▶ INSTRUCTIONS TO FOLLOW
The required output is the line containing "chain of office." through the final line of the material below, printed exactly, with no other lines.

:::::

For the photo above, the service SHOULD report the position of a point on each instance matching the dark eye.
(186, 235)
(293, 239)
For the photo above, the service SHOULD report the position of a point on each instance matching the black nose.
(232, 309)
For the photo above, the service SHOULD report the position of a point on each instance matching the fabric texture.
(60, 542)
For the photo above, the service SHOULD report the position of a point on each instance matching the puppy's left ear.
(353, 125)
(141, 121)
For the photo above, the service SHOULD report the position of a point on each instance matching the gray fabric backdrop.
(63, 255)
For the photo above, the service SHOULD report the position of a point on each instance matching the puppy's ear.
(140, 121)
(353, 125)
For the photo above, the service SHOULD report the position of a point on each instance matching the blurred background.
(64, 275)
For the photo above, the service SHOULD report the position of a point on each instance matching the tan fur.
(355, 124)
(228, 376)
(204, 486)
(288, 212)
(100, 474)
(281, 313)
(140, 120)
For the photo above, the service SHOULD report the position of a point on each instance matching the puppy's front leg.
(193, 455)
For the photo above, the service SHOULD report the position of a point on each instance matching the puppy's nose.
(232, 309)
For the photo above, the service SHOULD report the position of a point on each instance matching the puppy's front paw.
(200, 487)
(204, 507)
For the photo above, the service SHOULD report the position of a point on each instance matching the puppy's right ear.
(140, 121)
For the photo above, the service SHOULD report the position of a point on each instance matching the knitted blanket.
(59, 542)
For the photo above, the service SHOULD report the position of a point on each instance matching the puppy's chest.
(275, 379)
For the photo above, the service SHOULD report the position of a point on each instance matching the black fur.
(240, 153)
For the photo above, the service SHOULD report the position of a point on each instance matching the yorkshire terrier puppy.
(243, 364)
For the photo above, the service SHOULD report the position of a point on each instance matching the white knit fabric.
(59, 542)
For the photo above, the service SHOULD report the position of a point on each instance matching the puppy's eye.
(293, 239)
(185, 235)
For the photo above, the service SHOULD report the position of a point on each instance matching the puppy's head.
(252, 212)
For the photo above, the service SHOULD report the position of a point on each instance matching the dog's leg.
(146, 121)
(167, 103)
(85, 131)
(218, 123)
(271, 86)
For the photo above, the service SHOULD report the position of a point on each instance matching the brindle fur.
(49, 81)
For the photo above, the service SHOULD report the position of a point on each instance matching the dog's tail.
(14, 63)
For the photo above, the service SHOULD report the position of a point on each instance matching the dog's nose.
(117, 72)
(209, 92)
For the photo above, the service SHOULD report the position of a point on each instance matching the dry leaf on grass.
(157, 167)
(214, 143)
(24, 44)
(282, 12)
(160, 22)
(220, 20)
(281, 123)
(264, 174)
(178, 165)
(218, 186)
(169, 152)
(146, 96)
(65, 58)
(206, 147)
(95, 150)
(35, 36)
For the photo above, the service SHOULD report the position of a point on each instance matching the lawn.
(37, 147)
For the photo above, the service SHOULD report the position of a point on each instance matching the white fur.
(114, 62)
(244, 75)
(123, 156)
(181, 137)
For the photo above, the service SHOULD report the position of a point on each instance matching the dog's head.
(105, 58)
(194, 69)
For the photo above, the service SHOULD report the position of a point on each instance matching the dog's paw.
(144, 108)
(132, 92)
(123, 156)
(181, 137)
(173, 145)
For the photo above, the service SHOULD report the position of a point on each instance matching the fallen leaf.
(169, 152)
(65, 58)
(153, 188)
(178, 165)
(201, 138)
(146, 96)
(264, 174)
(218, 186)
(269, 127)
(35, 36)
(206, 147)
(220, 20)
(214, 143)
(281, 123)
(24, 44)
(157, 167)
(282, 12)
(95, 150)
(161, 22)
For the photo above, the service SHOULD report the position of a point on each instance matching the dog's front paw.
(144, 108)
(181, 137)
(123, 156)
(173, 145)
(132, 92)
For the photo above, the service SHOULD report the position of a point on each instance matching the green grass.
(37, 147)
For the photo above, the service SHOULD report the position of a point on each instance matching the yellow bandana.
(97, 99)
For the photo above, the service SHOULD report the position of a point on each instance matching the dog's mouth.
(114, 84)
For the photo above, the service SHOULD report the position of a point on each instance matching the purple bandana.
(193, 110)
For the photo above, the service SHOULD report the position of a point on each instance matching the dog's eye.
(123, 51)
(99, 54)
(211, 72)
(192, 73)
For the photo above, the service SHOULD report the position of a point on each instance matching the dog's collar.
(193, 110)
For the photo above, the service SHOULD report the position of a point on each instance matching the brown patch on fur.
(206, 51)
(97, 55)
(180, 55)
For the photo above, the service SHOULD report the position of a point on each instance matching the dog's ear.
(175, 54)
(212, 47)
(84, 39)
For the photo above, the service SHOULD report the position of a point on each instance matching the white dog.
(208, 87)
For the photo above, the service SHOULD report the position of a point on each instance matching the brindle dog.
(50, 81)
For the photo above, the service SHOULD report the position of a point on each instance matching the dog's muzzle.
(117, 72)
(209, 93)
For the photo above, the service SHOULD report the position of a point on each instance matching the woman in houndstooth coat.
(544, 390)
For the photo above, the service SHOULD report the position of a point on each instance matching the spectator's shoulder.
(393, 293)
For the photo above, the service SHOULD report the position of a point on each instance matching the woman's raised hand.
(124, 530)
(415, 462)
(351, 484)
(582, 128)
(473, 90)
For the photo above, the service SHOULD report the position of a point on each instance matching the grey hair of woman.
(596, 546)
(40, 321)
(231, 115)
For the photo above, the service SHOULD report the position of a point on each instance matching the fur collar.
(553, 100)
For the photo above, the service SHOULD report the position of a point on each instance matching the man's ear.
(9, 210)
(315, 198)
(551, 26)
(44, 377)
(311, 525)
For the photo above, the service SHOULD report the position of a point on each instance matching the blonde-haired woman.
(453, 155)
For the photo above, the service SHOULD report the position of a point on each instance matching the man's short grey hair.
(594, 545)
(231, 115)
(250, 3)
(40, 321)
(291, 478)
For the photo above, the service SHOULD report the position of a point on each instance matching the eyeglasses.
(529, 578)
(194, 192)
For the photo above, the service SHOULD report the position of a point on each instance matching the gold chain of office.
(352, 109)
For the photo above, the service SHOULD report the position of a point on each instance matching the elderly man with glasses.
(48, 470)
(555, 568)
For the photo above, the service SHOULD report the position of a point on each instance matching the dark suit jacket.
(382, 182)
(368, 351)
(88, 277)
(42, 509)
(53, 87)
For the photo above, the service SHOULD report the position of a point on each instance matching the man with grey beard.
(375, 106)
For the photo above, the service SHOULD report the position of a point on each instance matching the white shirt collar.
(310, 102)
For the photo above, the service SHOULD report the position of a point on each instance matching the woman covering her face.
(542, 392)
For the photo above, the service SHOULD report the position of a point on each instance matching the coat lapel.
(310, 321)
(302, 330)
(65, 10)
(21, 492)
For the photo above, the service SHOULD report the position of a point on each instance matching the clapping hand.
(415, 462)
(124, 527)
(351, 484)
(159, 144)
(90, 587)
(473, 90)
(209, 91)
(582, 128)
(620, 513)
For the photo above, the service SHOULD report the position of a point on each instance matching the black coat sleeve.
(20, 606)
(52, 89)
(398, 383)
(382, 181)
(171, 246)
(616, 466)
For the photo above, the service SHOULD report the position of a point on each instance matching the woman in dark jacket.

:::::

▶ RESULT FOR THIS EXERCISE
For the photo above, the service SHOULD report the position of a point on each instance matching the gold chain of office.
(352, 109)
For the photo above, the service SHOULD report the position of a point on each instance matching the elderly man with glasses.
(48, 470)
(555, 568)
For the photo above, the service SHOULD report the position of a point on each instance matching the dark suit jacket.
(382, 182)
(368, 351)
(88, 277)
(42, 509)
(53, 87)
For the photo above, the service SHOULD report the position of a point on each instance matching the man with grey beard.
(375, 106)
For the photo above, the service SHOULD report the position of a point on each instance matching the white shirt collar.
(310, 102)
For the photo above, the service SHOULD report the position of a point on each instance matching the woman covering her face.
(542, 392)
For the photo above, the service SHOULD report the position of a point on each instance matching the coat lapel.
(310, 321)
(302, 330)
(65, 10)
(21, 492)
For the photo above, the service SHOULD report the position of a point on each instance matching the clapping hand.
(415, 462)
(124, 527)
(351, 484)
(159, 144)
(90, 587)
(473, 90)
(209, 91)
(582, 128)
(620, 513)
For the photo above, the service SHOULD report the position of a point on each instance matching the black coat sleeve.
(20, 606)
(52, 89)
(398, 383)
(382, 181)
(171, 246)
(616, 466)
For the photo above, the service SHOULD report the position of a point on each instance matching the woman in dark jacket.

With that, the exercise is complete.